====== Extrait ======
Vous vous souvenez sans doute de l’article sur le mental et le surf de gros ? Noé, préparateur mental nous en dit un peu plus dans ce second volet.
"Le plus dur dans le surf, c'est les 20 premières années" - Gerry Lopez
Imaginez-vous alors ce que peut être la difficulté du surf de grosses vagues. Nous pouvons différencier deux catégories de sportifs : ceux pratiquant des sports extrêmes, mettant leur vie en danger, et les autres. Dans chacun des cas la préparation mentale doit être primordiale. Cependant, un élément très spécifique entre en jeu pour les sportifs de l’extrême : le rapport à la mort.
Pour ce qui est du big wave surfing, c’est bien souvent une toute autre histoire que d’apprendre à optimiser ses performances. Une erreur peut être fatale, et rares sont ceux capables d’affronter des monstres de plus de 6m. De nombreuses habiletés cognitives seront mises à l’épreuve, et elles devront être optimisées de la meilleure manière possible. Une fois lancé sur la vague, on ne pourra plus faire marche arrière, et si l’on panique, si l’on ne contrôle plus ce que l’on fait, cela peut être fatal. C’est dans ces moments qu’il va falloir réussir malgré la situation à gérer ses émotions, sa respiration, son attitude pour garder le contrôle de soi.
Laird Hamilton, waterman des temps modernes, est un athlète unique, qui puise dans le surf, l’océan, une force incroyable. Connu pour ses exploits, c’est un pionnier, un innovateur capable de se surpasser dès qu’il touche à une discipline. Et pourtant Hamilton n’est pas un fou furieux, et lorsqu’il prépare une aventure extrême, la situation est décortiquée dans ses moindres détails. Il s’est beaucoup construit seul mais également grâce à un entourage de haut niveau. Il possède sa propre vision des choses, mais il réussit à avoir une motivation incroyable lui permettant de réaliser des exploits impensables. S’il se prépare peut-être seul mentalement, Laird Hamilton s’y prépare à sa façon, en intégrant des aspects de base qu’apporte la préparation mentale. Nous allons détailler quelques points, afin d’aller plus loin que le simple « il faut gérer ses émotions ».
====== Données brutes ======
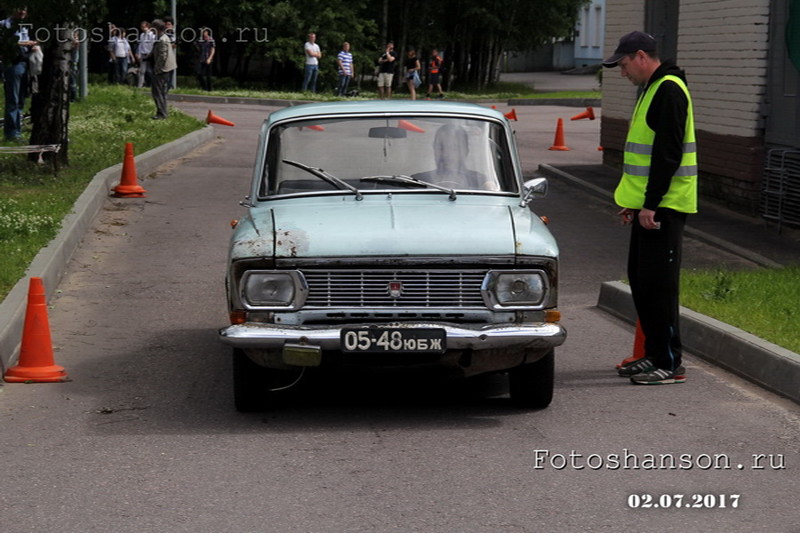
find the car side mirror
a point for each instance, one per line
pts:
(532, 189)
======
Recopiez le passage de l'extrait sur le surf de grosses vagues compris entre « Vous vous souvenez » et « rapport à la mort. », ces deux bornes incluses.

Vous vous souvenez sans doute de l’article sur le mental et le surf de gros ? Noé, préparateur mental nous en dit un peu plus dans ce second volet.
"Le plus dur dans le surf, c'est les 20 premières années" - Gerry Lopez
Imaginez-vous alors ce que peut être la difficulté du surf de grosses vagues. Nous pouvons différencier deux catégories de sportifs : ceux pratiquant des sports extrêmes, mettant leur vie en danger, et les autres. Dans chacun des cas la préparation mentale doit être primordiale. Cependant, un élément très spécifique entre en jeu pour les sportifs de l’extrême : le rapport à la mort.